> **Supplied records**:
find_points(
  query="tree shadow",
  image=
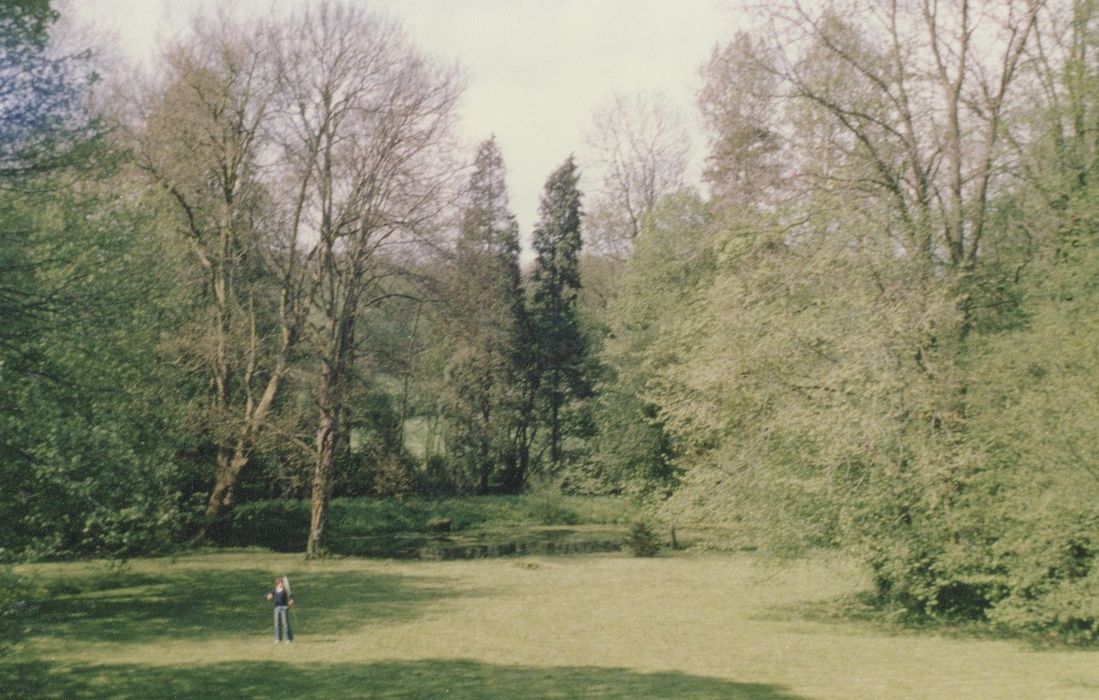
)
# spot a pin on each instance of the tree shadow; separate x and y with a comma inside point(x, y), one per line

> **Your task**: Search the lines above for the string "shadow", then show every one that has it.

> **Final answer**:
  query="tree shadow",
# spot a pin on each instance of the tree shadow; separate x and y with a comma inside point(x, y), one per line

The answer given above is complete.